*WHAT YOU NEED TO DO*: Set down, word for word, the stretch of lines from the one containing "Where can the rock" to the end of the records below.

*TASK INPUTS*:
=-=-=

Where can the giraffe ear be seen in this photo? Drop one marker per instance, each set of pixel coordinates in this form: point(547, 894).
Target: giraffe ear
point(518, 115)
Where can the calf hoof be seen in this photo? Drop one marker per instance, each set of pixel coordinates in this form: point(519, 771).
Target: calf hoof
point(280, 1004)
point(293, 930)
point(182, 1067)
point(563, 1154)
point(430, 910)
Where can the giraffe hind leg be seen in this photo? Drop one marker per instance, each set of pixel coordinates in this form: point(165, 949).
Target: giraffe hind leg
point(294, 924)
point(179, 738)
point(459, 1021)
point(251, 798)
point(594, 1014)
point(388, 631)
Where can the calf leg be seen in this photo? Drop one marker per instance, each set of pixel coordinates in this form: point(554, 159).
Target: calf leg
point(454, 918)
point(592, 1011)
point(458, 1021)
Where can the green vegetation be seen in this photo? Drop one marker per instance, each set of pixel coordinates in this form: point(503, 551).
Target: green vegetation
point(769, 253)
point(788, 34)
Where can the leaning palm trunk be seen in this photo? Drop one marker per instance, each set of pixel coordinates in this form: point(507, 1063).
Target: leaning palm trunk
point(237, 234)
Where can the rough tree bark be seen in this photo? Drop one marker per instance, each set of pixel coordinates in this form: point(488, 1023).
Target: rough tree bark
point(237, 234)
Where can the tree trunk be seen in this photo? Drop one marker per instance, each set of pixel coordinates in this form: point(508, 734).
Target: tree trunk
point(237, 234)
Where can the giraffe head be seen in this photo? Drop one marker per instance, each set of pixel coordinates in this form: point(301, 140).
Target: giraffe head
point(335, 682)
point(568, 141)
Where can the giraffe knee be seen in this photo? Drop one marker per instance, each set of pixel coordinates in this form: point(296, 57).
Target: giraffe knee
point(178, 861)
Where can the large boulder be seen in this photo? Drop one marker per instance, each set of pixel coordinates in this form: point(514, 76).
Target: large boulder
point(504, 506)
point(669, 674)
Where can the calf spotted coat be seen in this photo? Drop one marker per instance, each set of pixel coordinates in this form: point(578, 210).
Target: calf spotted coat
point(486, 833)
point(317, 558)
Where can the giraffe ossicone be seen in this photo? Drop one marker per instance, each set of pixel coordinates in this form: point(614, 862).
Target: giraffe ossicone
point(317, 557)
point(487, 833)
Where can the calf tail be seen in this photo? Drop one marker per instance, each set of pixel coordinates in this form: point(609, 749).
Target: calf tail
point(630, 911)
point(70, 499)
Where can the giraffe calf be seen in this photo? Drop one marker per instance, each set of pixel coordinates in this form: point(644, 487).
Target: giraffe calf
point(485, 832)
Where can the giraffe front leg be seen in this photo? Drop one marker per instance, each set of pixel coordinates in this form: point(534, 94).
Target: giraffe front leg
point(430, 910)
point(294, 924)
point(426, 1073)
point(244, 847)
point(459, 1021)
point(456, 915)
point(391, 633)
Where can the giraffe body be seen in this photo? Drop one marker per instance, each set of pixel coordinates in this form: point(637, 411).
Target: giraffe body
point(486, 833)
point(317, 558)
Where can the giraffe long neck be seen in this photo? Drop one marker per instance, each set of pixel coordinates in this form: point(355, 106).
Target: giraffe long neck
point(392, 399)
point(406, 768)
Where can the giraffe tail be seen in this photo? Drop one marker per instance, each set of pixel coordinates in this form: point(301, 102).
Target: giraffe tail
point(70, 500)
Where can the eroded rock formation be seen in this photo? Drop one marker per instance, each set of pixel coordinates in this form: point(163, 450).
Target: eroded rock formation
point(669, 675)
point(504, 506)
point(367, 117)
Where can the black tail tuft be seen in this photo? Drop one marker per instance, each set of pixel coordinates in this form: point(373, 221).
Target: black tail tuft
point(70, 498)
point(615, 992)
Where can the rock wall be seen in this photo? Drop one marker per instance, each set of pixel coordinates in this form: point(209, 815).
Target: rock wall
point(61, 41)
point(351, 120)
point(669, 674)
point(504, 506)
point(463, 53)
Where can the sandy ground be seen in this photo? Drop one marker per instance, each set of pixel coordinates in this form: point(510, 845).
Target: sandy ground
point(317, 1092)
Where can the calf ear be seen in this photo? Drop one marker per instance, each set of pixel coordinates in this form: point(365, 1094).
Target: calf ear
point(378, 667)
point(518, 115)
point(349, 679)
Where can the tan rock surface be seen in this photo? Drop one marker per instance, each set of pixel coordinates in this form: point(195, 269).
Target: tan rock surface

=-=-=

*SOLUTION TO THIS TASK*:
Where can the rock wall be seen in this photo? Drop one marker per instance, each set of pixel coordinates in this form: point(209, 815).
Target: rock wall
point(61, 41)
point(351, 120)
point(669, 674)
point(504, 506)
point(463, 53)
Where can the sandy ground be seen in this photo? Drop one marker per instance, each set of pixel coordinates in this form: point(510, 845).
Target: sandy ground
point(317, 1092)
Where can the calf ear be seen in this photo? Drop one marker per instance, each set of pixel coordinates in this form: point(365, 1094).
Target: calf ear
point(378, 667)
point(518, 115)
point(349, 679)
Where can the tan rock surface be seen in this photo? Drop one marker per instance, each set of pixel coordinates in this form: point(195, 269).
Target: tan rock surface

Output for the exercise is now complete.